§ QUELLDOKUMENT:

———

Proteste im iranischen Sahedan niedergeschlagen

In Sahedan im Südosten Irans haben Sondereinheiten der Polizei laut Augenzeugen protestierende Menschen mit Gewalt zurückgedrängt. Entsprechende Videos kursieren in sozialen Netzwerken. “Die Spezialeinheiten der Polizei gingen in Sahedan gegen die Demonstranten vor und schossen in die Menge”, berichtete die in den USA ansässige Menschenrechtsagentur Human Rights Activist News Agency (HRANA) via Twitter. Sie fügte ein Video bei, auf dem Schüsse zu hören sind.

In einem anderen Video, das von der in Norwegens Hauptstadt Oslo ansässigen Gruppe Iran Human Rights (IHR) online gestellt wurde, war eine lange Schusssalve zu hören. Demonstranten gingen in Deckung.

Aktivisten berichteten, die Menschen seien nach dem Freitagsgebet auf die Straßen von Sahedan, der Hauptstadt der Provinz Sistan-Balutschistan an der Grenze zu Pakistan, gegangen. Man befürchte viele Todesopfer. Staatsmedien sprechen bisher von einem Toten und mehreren Verletzten. Die Provinz gilt als eine der ärmsten des Landes, die Bevölkerung gehört mehrheitlich dem sunnitischen Islam an.

Offizielle Stellen sprechen von “Randalierern” 

Die offizielle iranische Nachrichtenagentur IRNA machte “Randalierer” für die Ausschreitungen in Sahedan verantwortlich und erklärte, diese hätten Reifen in Brand gesetzt und Steine gegen Fahrzeuge geschleudert.

Die Proteste fanden vier Wochen nach schweren Unruhen dort statt, die durch die mutmaßliche Vergewaltigung eines Teenagers durch einen Polizeikommandanten in der Region ausgelöst worden sein sollen. Nach Angaben der Menschenrechtsorganisation IHR waren an jenem “blutigen Freitag” mindestens 93 Menschen getötet worden.

Zwei hochrangige Polizisten entlassen

Der Polizeichef von Sahedan wurde jetzt nach Kritik an seiner Amtsführung ebenso entlassen wie der Leiter einer Polizeistation. Ihnen wurde vorgeworfen, die schweren Ausschreitungen nicht verhindert zu haben.

Die Entlassungen lösten jedoch auch Spekulationen aus, dass die Polizeiführung das harte Vorgehen des Regimes in Teheran gegen Protestierende abgelehnt haben könnte. Auch ein einflussreicher sunnitischer Geistlicher in Sahedan, Maulawi Abdulhamid, kritisierte jüngst den Kurs der politischen Führung in dem mehrheitlich schiitischen Land.

In der Hauptstadt Teheran waren in der Nacht zu diesem Freitag wieder zahlreiche Menschen auf die Straße gegangen. Vielerorts solidarisierten sich Bewohner von Balkonen aus mit den Protestierenden, wie Augenzeugen berichteten. Sicherheitskräfte hätten deswegen auch auf Wohnungen gefeuert, hieß es. Viele Demonstranten forderten abermals ein Ende des repressiven Kurses der Staatsführung und des islamischen Herrschaftssystems.

———

§ DATENSATZEINTRÄGE:
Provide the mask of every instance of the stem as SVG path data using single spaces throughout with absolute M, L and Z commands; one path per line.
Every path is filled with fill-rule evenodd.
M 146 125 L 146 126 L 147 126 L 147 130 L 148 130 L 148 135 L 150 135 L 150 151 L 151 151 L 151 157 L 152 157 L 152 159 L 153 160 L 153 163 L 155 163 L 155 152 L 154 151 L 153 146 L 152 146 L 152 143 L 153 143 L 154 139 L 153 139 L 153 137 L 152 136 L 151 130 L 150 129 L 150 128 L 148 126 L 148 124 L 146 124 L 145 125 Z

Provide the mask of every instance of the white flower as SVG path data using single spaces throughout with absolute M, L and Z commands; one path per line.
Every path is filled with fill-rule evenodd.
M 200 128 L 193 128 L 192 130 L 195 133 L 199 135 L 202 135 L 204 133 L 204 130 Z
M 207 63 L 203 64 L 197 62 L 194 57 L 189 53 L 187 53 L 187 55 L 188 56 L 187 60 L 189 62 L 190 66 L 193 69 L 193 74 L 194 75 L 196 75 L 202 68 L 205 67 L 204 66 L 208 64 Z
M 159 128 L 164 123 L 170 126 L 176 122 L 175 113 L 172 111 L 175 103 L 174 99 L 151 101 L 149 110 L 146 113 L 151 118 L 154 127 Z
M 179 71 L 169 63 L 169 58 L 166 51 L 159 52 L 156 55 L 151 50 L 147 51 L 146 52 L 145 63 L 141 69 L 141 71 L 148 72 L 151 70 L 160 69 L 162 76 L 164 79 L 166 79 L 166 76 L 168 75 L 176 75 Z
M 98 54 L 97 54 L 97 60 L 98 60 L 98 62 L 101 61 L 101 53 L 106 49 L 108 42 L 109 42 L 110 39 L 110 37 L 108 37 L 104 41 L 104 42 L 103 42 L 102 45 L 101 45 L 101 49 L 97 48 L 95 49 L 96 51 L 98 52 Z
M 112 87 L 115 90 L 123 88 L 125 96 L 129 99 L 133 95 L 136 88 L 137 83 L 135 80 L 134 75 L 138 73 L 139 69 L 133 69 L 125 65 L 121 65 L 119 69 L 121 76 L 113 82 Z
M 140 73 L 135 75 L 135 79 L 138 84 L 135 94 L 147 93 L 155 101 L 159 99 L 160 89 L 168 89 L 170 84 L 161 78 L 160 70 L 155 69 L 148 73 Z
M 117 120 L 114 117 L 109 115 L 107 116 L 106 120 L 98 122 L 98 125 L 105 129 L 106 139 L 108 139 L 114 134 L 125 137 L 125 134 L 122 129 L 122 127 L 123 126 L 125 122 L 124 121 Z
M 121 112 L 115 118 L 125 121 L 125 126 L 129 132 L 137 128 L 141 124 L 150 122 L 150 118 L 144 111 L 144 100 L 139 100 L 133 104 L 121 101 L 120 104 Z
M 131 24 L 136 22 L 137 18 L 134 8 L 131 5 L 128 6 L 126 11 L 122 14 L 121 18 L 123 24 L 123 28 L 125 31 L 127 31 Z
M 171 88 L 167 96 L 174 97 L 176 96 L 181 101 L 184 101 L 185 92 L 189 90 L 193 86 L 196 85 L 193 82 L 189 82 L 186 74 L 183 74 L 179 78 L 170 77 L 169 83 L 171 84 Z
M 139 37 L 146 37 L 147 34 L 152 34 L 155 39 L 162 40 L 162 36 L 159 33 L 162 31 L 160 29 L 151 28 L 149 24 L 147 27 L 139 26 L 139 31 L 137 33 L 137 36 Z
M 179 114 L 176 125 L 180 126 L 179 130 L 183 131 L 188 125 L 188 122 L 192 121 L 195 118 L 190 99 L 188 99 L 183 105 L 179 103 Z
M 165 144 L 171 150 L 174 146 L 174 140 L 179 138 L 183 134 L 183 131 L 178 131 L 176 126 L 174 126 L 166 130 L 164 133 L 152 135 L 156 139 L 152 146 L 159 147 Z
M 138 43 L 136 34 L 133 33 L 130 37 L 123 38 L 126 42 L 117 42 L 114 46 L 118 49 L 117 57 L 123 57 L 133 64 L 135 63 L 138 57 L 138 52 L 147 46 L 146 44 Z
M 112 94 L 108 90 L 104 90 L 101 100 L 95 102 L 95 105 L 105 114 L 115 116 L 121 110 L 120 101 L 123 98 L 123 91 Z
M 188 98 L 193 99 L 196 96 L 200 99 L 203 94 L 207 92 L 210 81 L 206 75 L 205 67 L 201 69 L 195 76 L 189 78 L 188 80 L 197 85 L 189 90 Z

———

§ AUFGABE 1:
Beantworten Sie anhand des Artikels über die Proteste in Sahedan kurz die folgenden Fragen:
(a) In welcher Stadt ist die Gruppe Iran Human Rights (IHR) ansässig?
(b) Wie viele Menschen wurden nach Angaben der IHR an jenem „blutigen Freitag“ mindestens getötet?
(c) Was wurde dem entlassenen Polizeichef von Sahedan und dem Leiter einer Polizeistation vorgeworfen?
§ AUFGABE 2:
Geben Sie aus dem Artikel über die Proteste in Sahedan die Passage wortgetreu aus, beginnend bei den Worten „In der Hauptstadt“ und endend nach den Worten „des islamischen Herrschaftssystems.“.
Die Zeilen sind hierfür ohne Belang.

§ SCHRIFTLICHE ANTWORT 1:
(a) In Oslo, der Hauptstadt Norwegens.
(b) Mindestens 93 Menschen.
(c) Sie hätten die schweren Ausschreitungen nicht verhindert.

§ SCHRIFTLICHE ANTWORT 2:
In der Hauptstadt Teheran waren in der Nacht zu diesem Freitag wieder zahlreiche Menschen auf die Straße gegangen. Vielerorts solidarisierten sich Bewohner von Balkonen aus mit den Protestierenden, wie Augenzeugen berichteten. Sicherheitskräfte hätten deswegen auch auf Wohnungen gefeuert, hieß es. Viele Demonstranten forderten abermals ein Ende des repressiven Kurses der Staatsführung und des islamischen Herrschaftssystems.